--- begin Text to read ---
Sometimes the show was tight, as with the opening number, "Message in a Bottle." Other times, it sounded like the band hadn't rehearsed since the Synchronicity tour, as with "Every Little Thing She Does Is Magic," in which I'm pretty sure that Sting was playing in the wrong key. Andy Summers was totally replaceable. Someone called him "a poor man's Edge," but it's more like a homeless and penniless man's Edge. I was actually hoping that Dave Grohl would come out and replace him (Foo Fighters opened, and did a much better job). The live show really brought out the reggae influences in the band's music, which I enjoyed. But the band was trying to do these jam band-style interludes without realizing that they are not a jam band. So instead, the interludes all sounded exactly the same from song to song.

Unsurprisingly, the crowd was pretty anemic. The band didn't do much to incite the stadium audience's passions, and the setting didn't really lend itself maximally to audience participation. Sting tried to do the whole sing-back thing, but did so much reggae/yodeling stuff that the crowd was a bit lost in trying to follow along. He'd try to clap to get the crowd to clap along, but that doesn't work well in a stadium...the setting is large enough that there is a perceptible differential between sight from the video screen and sound from the speakers, thanks to the difference in speed of light vs. speed of sound. So people are trying to cue their clapping to what they see, but it doesn't totally jive with what they hear. Kind of a mess.

Of course, none of this was as irritating as the 1.25 hours it took to get out of the Dodger Stadium parking lot. With all the feats of civil engineering in the world, somebody's got to devise a better way.

- Comic interlude: getting home after the concert, going to ESPN.com, and having ESPN Motion turn on so loud that it sets off a car alarm on the street. Oops.

- Firm hike on Sunday at a partner's house in Topanga Canyon. I love this whole concept. They take you to an uber-rich partner's house for a social event, where the obvious subtext is, "Join our firm, and maybe some day you'll be so rich that you'll have a house this big with this many absurd luxuries." 10,000 square feet...no joke, that was the size. And a bunch of land. And horses. And baby horses. It's hard not to be swayed by it all...I'll let it slide a bit because I legitimately had a good time.

The best part, though, had to be just driving there. Up the coast, via Pacific Coast Highway, to Malibu, and then through the Santa Monica Mountains into Topanga Canyon. Perfect convertible weather. I love my car.
--- end Text to read ---
--- begin Dataset extract ---
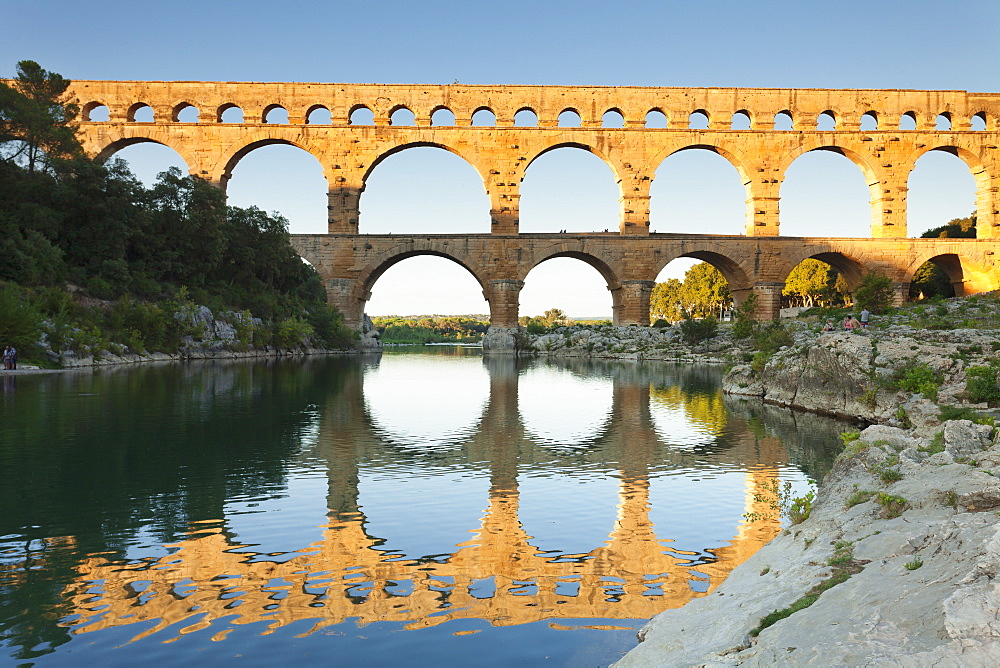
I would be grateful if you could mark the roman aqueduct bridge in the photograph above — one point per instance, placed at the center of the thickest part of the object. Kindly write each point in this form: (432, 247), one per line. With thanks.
(900, 126)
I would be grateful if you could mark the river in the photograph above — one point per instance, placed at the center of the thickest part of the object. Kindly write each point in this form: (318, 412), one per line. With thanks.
(428, 507)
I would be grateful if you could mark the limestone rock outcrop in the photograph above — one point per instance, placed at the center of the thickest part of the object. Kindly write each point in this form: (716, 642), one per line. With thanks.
(924, 551)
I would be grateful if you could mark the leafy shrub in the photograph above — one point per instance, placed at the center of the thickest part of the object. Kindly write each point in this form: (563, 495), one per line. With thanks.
(772, 336)
(875, 291)
(746, 318)
(779, 498)
(20, 321)
(858, 497)
(760, 360)
(962, 413)
(892, 506)
(981, 384)
(919, 379)
(292, 332)
(696, 331)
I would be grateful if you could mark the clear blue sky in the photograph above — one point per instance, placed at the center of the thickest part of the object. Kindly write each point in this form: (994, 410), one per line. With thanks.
(849, 44)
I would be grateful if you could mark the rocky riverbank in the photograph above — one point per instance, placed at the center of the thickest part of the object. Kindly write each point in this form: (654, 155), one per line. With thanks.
(903, 542)
(218, 338)
(897, 561)
(629, 342)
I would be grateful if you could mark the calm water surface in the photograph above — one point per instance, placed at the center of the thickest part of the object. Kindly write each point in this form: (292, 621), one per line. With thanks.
(426, 508)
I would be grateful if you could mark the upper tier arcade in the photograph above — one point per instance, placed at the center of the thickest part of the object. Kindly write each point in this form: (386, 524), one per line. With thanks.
(901, 125)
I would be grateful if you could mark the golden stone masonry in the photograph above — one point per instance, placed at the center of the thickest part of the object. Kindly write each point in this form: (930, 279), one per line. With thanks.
(630, 258)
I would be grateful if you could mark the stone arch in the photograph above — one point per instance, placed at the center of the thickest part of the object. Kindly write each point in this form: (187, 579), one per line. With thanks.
(850, 267)
(967, 275)
(780, 118)
(258, 140)
(735, 158)
(313, 108)
(135, 108)
(178, 108)
(444, 110)
(749, 115)
(572, 249)
(358, 107)
(678, 173)
(401, 107)
(696, 114)
(970, 159)
(611, 273)
(485, 112)
(126, 139)
(735, 274)
(528, 110)
(375, 159)
(268, 109)
(652, 116)
(223, 108)
(612, 110)
(980, 172)
(371, 272)
(605, 158)
(87, 109)
(864, 162)
(570, 110)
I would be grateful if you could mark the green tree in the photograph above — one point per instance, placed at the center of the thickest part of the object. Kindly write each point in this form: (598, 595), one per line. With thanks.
(665, 301)
(808, 281)
(37, 119)
(875, 292)
(554, 318)
(930, 280)
(956, 228)
(705, 290)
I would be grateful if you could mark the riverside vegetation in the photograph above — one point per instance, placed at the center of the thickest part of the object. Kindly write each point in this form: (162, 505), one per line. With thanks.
(93, 264)
(892, 561)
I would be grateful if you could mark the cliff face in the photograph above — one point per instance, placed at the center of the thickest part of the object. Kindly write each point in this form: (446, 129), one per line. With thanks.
(920, 549)
(898, 560)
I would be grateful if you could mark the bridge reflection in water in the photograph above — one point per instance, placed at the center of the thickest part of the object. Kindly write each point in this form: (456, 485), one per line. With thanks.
(499, 575)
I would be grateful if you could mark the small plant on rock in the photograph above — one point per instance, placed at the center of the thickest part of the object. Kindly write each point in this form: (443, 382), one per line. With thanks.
(858, 497)
(892, 506)
(779, 498)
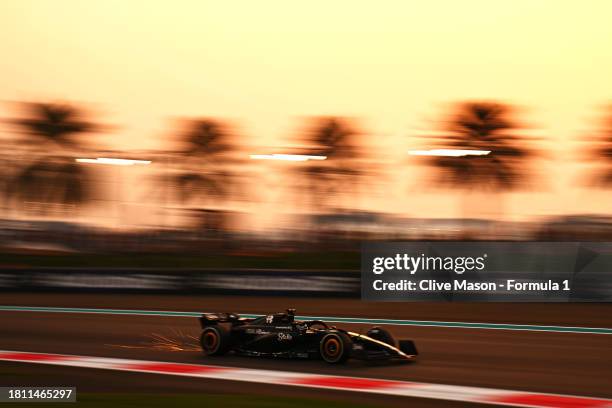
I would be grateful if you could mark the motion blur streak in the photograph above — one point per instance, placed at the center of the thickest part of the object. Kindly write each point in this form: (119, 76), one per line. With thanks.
(355, 320)
(354, 384)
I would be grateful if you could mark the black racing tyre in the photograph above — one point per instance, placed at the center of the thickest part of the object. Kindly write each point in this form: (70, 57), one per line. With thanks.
(335, 348)
(380, 334)
(215, 340)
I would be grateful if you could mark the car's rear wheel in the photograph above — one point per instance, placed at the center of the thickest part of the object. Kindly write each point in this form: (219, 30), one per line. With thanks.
(215, 340)
(335, 348)
(380, 334)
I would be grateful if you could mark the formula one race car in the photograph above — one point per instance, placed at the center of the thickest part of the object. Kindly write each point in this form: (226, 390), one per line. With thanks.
(280, 335)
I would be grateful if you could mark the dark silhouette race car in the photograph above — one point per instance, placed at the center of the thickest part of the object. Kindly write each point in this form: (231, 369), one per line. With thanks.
(279, 335)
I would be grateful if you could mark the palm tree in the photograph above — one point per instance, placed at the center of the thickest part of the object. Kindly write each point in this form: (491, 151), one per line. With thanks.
(602, 153)
(483, 126)
(203, 168)
(50, 174)
(337, 140)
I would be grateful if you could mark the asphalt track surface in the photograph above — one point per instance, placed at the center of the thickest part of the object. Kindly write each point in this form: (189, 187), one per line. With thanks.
(566, 363)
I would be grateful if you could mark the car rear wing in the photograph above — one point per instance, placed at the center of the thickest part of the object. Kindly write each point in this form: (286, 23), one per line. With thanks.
(408, 347)
(208, 319)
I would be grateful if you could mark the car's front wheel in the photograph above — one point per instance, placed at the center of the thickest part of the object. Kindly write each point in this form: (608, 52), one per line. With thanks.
(335, 348)
(215, 340)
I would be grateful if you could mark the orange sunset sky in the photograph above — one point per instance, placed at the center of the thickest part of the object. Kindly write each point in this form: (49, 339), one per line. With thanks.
(395, 65)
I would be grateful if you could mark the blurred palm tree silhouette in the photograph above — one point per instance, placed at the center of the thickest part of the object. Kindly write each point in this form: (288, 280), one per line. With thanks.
(485, 126)
(202, 170)
(47, 173)
(339, 174)
(601, 153)
(199, 170)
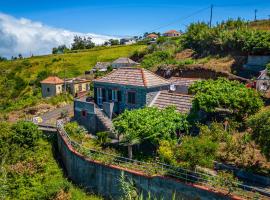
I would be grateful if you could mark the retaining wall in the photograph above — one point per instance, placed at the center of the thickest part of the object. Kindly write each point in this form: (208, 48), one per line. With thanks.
(104, 179)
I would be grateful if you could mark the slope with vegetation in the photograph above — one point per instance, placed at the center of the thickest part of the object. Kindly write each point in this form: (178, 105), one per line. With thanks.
(19, 83)
(28, 169)
(223, 47)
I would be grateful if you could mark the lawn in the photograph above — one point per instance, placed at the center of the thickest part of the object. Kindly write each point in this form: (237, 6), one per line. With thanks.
(19, 83)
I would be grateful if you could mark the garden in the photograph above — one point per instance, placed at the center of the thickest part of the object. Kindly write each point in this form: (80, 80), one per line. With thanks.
(227, 124)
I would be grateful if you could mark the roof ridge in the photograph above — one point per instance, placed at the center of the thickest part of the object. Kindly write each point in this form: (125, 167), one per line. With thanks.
(143, 77)
(156, 75)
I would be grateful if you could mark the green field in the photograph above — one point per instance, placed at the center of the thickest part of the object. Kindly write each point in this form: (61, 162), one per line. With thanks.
(19, 83)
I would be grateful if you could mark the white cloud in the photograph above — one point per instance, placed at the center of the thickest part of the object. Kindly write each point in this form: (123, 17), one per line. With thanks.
(27, 37)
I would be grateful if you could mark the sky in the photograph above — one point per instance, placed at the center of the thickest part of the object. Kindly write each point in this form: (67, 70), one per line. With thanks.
(57, 21)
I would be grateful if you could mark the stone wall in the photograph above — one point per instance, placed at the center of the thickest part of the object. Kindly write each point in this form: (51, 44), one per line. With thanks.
(104, 179)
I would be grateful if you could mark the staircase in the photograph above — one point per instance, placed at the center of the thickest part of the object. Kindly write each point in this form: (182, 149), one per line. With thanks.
(106, 121)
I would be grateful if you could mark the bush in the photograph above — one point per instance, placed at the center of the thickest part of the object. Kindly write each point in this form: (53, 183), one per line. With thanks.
(156, 58)
(103, 138)
(197, 151)
(166, 151)
(75, 131)
(230, 36)
(260, 125)
(222, 93)
(25, 134)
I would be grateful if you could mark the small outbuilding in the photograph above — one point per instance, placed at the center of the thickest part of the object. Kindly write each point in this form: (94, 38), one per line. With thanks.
(172, 33)
(123, 62)
(51, 86)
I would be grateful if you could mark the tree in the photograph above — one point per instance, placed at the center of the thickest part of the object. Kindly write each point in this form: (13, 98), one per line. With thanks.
(114, 42)
(211, 95)
(20, 56)
(197, 151)
(260, 125)
(25, 134)
(151, 124)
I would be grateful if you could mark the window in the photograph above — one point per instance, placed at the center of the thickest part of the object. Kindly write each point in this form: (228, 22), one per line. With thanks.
(84, 113)
(114, 95)
(131, 97)
(80, 87)
(99, 96)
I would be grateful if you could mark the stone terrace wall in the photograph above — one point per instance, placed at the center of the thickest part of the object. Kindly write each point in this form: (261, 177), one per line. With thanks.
(102, 179)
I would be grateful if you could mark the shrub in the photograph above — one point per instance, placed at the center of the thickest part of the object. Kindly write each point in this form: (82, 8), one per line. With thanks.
(156, 58)
(197, 151)
(103, 137)
(75, 131)
(166, 151)
(260, 125)
(25, 134)
(222, 93)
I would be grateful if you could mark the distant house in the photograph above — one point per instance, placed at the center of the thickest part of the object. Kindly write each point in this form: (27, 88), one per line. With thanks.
(77, 86)
(51, 86)
(123, 62)
(172, 33)
(152, 36)
(127, 41)
(257, 63)
(126, 88)
(101, 66)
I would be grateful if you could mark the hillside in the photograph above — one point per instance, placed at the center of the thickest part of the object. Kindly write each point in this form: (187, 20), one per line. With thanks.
(261, 24)
(19, 83)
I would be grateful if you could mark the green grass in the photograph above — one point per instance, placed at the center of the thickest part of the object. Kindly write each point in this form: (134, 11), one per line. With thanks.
(19, 80)
(73, 63)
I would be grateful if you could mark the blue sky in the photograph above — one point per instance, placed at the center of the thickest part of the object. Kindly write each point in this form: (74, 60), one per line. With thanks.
(119, 17)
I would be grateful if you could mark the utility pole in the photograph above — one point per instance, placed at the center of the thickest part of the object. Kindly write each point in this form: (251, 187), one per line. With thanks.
(255, 17)
(211, 15)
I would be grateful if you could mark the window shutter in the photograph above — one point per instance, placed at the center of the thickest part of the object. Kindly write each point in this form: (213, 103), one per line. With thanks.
(95, 94)
(110, 94)
(119, 96)
(104, 94)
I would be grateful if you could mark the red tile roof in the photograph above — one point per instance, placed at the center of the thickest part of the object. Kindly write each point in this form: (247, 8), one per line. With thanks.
(133, 76)
(172, 31)
(182, 102)
(183, 81)
(52, 80)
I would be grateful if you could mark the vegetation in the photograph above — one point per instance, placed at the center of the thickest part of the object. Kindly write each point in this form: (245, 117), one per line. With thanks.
(149, 124)
(82, 43)
(28, 169)
(211, 95)
(20, 80)
(260, 125)
(229, 36)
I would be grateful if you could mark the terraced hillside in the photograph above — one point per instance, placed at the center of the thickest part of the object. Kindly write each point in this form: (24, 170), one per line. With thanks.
(19, 83)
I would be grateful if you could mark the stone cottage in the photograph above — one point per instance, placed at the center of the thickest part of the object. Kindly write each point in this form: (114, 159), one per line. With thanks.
(126, 88)
(172, 33)
(51, 86)
(123, 62)
(78, 86)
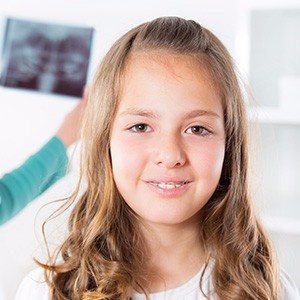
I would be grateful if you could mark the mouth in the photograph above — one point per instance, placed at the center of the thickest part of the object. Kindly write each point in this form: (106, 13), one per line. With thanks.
(168, 185)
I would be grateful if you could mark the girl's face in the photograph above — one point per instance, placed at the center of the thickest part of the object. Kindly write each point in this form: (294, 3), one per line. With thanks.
(168, 138)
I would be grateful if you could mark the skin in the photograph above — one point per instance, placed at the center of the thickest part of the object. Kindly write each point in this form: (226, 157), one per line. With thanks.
(167, 150)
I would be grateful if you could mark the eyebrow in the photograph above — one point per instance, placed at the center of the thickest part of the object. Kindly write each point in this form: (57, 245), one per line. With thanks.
(153, 115)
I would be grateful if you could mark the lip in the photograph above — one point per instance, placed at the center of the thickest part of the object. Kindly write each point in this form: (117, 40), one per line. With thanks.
(184, 184)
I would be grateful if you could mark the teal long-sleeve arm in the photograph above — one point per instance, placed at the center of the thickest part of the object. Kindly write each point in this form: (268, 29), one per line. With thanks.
(32, 178)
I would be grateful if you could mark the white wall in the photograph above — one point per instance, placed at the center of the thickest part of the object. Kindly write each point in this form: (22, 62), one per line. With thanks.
(28, 119)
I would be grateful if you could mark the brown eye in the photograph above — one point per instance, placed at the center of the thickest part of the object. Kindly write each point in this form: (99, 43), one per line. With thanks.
(197, 130)
(140, 128)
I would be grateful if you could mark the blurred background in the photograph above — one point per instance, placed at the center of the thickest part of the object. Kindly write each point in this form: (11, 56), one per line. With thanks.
(263, 38)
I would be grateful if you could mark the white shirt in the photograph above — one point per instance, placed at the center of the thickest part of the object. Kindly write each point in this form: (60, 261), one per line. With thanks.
(34, 287)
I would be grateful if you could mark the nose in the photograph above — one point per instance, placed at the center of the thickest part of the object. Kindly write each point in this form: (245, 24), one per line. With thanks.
(169, 152)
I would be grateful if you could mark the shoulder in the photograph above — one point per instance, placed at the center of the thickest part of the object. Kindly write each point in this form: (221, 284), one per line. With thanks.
(289, 290)
(33, 287)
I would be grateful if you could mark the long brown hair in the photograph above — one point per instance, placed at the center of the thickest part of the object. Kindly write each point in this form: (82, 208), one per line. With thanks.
(104, 252)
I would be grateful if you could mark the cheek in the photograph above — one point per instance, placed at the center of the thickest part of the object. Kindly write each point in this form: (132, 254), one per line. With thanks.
(127, 157)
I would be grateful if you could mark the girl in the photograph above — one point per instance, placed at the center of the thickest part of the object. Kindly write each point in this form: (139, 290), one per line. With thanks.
(166, 213)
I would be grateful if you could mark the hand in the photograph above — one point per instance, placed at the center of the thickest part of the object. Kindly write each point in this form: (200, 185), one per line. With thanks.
(69, 130)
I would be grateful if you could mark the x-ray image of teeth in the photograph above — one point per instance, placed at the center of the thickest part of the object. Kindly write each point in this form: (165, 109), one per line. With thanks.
(45, 57)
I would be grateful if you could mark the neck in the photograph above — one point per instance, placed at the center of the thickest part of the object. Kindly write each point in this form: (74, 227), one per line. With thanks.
(176, 254)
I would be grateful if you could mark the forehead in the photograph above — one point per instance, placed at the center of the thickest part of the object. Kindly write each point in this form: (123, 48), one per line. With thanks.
(166, 84)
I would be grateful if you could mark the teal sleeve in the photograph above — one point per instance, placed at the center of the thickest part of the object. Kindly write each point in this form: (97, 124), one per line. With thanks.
(32, 178)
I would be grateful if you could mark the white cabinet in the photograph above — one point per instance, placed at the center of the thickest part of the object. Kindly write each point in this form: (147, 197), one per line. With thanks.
(268, 51)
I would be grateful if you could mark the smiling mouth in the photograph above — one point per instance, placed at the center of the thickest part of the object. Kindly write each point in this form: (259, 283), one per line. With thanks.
(168, 185)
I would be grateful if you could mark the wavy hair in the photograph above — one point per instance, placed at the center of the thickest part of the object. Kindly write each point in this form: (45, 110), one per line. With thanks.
(104, 252)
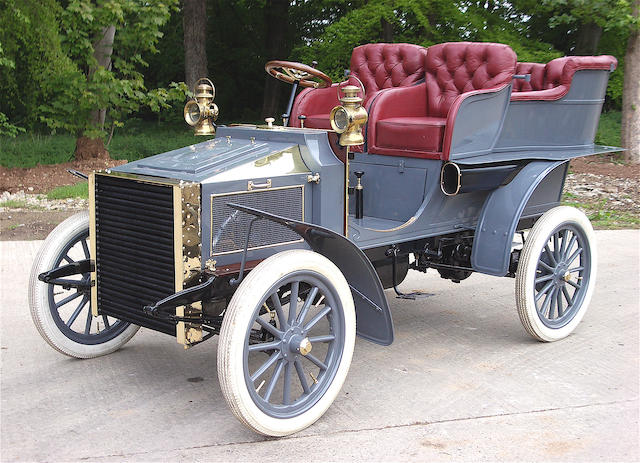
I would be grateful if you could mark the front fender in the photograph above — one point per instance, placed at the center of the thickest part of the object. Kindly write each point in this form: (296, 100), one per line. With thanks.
(500, 216)
(373, 316)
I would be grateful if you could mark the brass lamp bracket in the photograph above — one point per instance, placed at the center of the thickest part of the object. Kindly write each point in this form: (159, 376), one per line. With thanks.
(201, 111)
(348, 119)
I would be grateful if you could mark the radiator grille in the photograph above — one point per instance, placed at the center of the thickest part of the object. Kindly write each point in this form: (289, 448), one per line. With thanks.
(229, 226)
(134, 248)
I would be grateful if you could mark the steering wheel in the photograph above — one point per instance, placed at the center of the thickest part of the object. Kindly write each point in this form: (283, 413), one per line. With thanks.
(291, 72)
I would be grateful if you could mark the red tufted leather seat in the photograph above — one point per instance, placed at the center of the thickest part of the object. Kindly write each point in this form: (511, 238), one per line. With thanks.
(378, 65)
(552, 81)
(418, 121)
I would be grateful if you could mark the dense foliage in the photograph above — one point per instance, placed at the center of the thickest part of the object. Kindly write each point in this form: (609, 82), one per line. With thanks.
(49, 79)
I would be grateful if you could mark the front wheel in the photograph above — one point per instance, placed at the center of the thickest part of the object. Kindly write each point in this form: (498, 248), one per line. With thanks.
(556, 274)
(63, 315)
(286, 342)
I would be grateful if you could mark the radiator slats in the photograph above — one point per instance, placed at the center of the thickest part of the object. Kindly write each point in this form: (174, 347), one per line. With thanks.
(135, 248)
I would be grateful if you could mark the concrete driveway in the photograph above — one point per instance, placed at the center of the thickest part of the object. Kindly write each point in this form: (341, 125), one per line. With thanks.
(462, 381)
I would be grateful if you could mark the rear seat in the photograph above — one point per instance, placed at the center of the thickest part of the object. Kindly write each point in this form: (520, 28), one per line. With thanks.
(552, 81)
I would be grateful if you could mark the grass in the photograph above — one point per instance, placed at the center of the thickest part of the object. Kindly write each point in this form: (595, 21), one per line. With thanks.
(137, 140)
(19, 204)
(603, 217)
(79, 190)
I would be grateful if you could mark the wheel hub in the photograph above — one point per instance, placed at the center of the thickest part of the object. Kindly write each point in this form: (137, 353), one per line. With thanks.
(561, 274)
(294, 342)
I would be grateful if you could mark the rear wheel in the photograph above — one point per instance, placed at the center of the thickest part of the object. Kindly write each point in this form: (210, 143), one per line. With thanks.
(63, 316)
(286, 342)
(556, 274)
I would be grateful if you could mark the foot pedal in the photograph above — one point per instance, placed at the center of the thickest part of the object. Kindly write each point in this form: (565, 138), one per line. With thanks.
(412, 295)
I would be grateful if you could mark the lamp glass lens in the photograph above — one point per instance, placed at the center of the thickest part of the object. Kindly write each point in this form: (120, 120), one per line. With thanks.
(341, 119)
(193, 113)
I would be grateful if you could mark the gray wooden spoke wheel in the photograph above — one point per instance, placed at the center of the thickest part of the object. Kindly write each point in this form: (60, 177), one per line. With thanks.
(286, 342)
(63, 316)
(556, 274)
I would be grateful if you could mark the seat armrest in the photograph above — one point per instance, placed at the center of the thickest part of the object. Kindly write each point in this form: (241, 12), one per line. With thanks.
(474, 122)
(542, 95)
(396, 102)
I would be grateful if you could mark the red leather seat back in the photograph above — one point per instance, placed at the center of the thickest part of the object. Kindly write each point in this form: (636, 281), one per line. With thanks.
(536, 71)
(458, 67)
(386, 65)
(558, 72)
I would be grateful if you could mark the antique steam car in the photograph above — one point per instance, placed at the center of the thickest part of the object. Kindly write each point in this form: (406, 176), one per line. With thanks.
(281, 239)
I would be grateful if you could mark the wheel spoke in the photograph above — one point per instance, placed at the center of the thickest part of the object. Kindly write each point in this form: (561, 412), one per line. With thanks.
(546, 266)
(85, 248)
(543, 291)
(286, 390)
(317, 318)
(325, 338)
(87, 327)
(573, 256)
(574, 284)
(563, 243)
(545, 304)
(301, 376)
(68, 299)
(554, 299)
(550, 254)
(567, 296)
(261, 347)
(265, 366)
(274, 379)
(315, 360)
(293, 301)
(307, 303)
(544, 278)
(559, 302)
(269, 327)
(277, 305)
(574, 238)
(76, 312)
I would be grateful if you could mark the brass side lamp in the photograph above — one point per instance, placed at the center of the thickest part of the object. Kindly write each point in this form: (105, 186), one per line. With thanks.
(200, 111)
(348, 119)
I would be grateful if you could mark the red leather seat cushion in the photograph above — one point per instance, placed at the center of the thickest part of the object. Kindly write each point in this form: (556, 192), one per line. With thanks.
(317, 121)
(412, 133)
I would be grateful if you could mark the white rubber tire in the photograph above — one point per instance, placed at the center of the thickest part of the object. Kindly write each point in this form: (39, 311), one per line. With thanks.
(526, 273)
(238, 317)
(39, 295)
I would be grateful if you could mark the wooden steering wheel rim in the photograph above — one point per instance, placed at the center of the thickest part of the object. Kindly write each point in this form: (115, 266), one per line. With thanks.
(274, 68)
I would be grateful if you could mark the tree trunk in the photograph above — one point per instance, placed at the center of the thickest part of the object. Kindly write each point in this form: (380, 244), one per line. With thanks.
(588, 39)
(387, 30)
(195, 41)
(631, 95)
(93, 148)
(276, 14)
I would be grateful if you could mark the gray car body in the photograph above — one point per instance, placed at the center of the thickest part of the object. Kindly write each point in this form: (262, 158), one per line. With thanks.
(403, 201)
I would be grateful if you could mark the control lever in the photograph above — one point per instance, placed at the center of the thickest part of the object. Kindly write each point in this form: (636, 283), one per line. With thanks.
(359, 195)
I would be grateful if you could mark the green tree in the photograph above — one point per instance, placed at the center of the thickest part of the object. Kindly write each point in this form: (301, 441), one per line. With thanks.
(105, 41)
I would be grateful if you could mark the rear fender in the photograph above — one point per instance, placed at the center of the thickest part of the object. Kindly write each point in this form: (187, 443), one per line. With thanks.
(500, 216)
(372, 310)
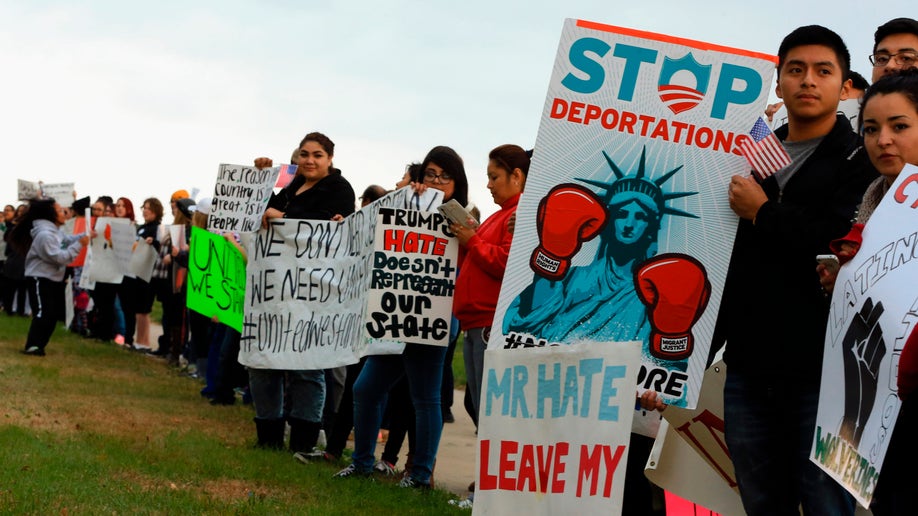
--- end Dataset extract ---
:: Job ::
In the text above, condense the paragraph beginning "Unsurprisingly, the crowd was pretty anemic" into a short bulleted list that keeps its main facts.

:: Task solution ::
- The crowd was fairly unenthusiastic.
- The band did little to stir the stadium audience, and the setting did not encourage participation.
- Sting tried to get the crowd to sing back, but his reggae and yodeling style left people unable to follow.
- His attempts to start clap-alongs failed because the stadium is so large that the light from the video screen and the sound from the speakers reach people at perceptibly different times.
- People clapped to what they saw, which did not match what they heard, and the result was a mess.